━━━ SOURCE EXTRACT

September 29th, 2022

Setting and Getting Text in Various Formats

Murray Sargent
Principal Software Engineer

You can get and set text from/into RichEdit in a variety of formats including RTF, HTML, MathML, OMML, UnicodeMath, Nemeth Braille, and speech. This post documents RichEdit options for a general way to access text using ITextRange2::SetText2(options, bstr) and ITextRange2::GetText2(options, pbstr). As such, this post is for programmers. All options work in the current Microsoft Office RichEdit (riched20.dll in an Office subdirectory) and many work in the Windows RichEdit (msftedit.dll). The options are defined in the following table in which s/g stands for SetText2/GetText2, respectively.

Option Value s/g Meaning
tomUnicodeBiDi 0x00000001 s Use Unicode BiDi algorithm for inserted text
tomAdjustCRLF 0x00000001 g If range start is inside multicode unit like CRLF, surrogate pair, etc., move to start of unit
tomUseCRLF 0x00000002 g Paragraph ends use CRLF (U+000D U+000A)
tomTextize 0x00000004 g Embedded objects export alt text; else U+FFFC
tomAllowFinalEOP 0x00000008 g If range includes final EOP, export it; else don’t
tomUnlink 0x00000008 s Disables link attributes if present
tomUnhide 0x00000010 s Disables hidden attribute if present
tomFoldMathAlpha 0x00000010 g Replace math alphanumerics with ASCII/Greek
tomIncludeNumbering 0x00000040 g Lists include bullets/numbering
tomCheckTextLimit 0x00000020 s Only insert up to text limit
tomDontSelectText 0x00000040 s After insertion, call Collapse(tomEnd)
tomTranslateTableCell 0x00000080 g Export spaces for table delimiters
tomNoMathZoneBrackets 0x00000100 g Used with tomConvertUnicodeMath and tomConvertTeX. Set discards math zone brackets
tomLanguageTag 0x00001000 s/g Sets BCP-47 language tag for range; gets tag
tomConvertRTF 0x00002000 s/g Set or get RTF
tomGetTextForSpell 0x00008000 g Export spaces for hidden/math text, table delims
tomConvertMathML 0x00010000 s/g Set or get MathML
tomGetUtf16 0x00020000 g Causes tomConvertRTF, etc. to get UTF-16. SetText2 accepts 8-bit or 16-bit RTF
tomConvertLinearFormat 0x00040000 s/g Alias for tomConvertUnicodeMath
tomConvertUnicodeMath 0x00040000 s/g UnicodeMath
tomConvertOMML 0x00080000 s/g Office MathML
tomConvertMask 0x00F00000 s/g Mask for mutually exclusive modes
tomConvertRuby 0x00100000 s See section below on Entering Ruby Text
tomConvertTeX 0x00200000 s/g See LaTeX Math in Office
tomConvertMathSpeech 0x00300000 g Math speech (English only here)

━━━━━━
━━━ ENTRIES SUPPLIED

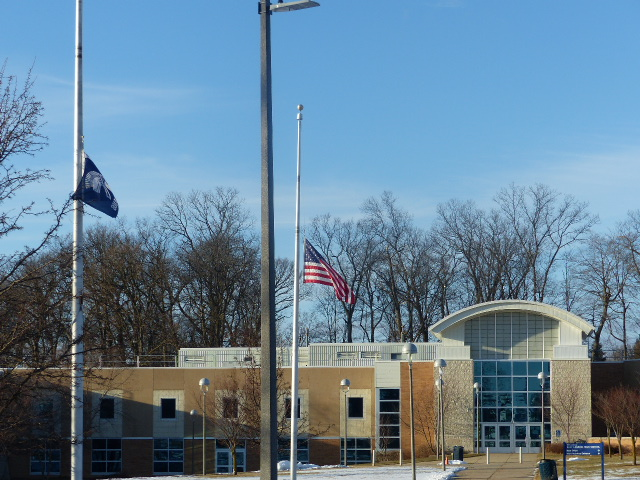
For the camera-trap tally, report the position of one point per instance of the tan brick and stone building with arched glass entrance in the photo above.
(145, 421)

━━━━━━
━━━ ENTRIES SUPPLIED

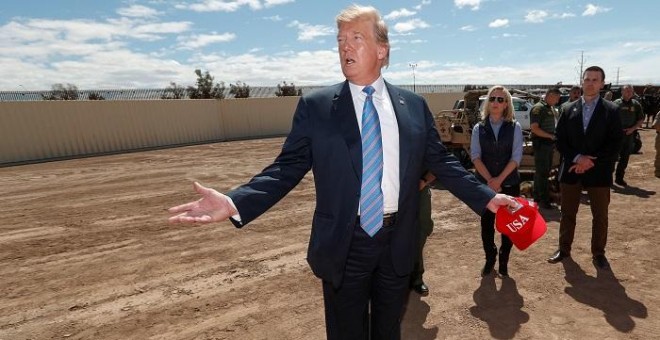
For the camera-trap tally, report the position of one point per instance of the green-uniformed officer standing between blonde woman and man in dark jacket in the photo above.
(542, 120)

━━━━━━

EXERCISE REQUIREMENTS ->
Answer these questions from the RichEdit text formats post:
(a) Which DLL holds the Windows RichEdit?
(b) What is the value of tomConvertOMML?
(c) Which option is tomConvertLinearFormat an alias for?
These rows come from a source unrelated to the text.

WRITTEN REPLY ->
(a) msftedit.dll
(b) 0x00080000
(c) tomConvertUnicodeMath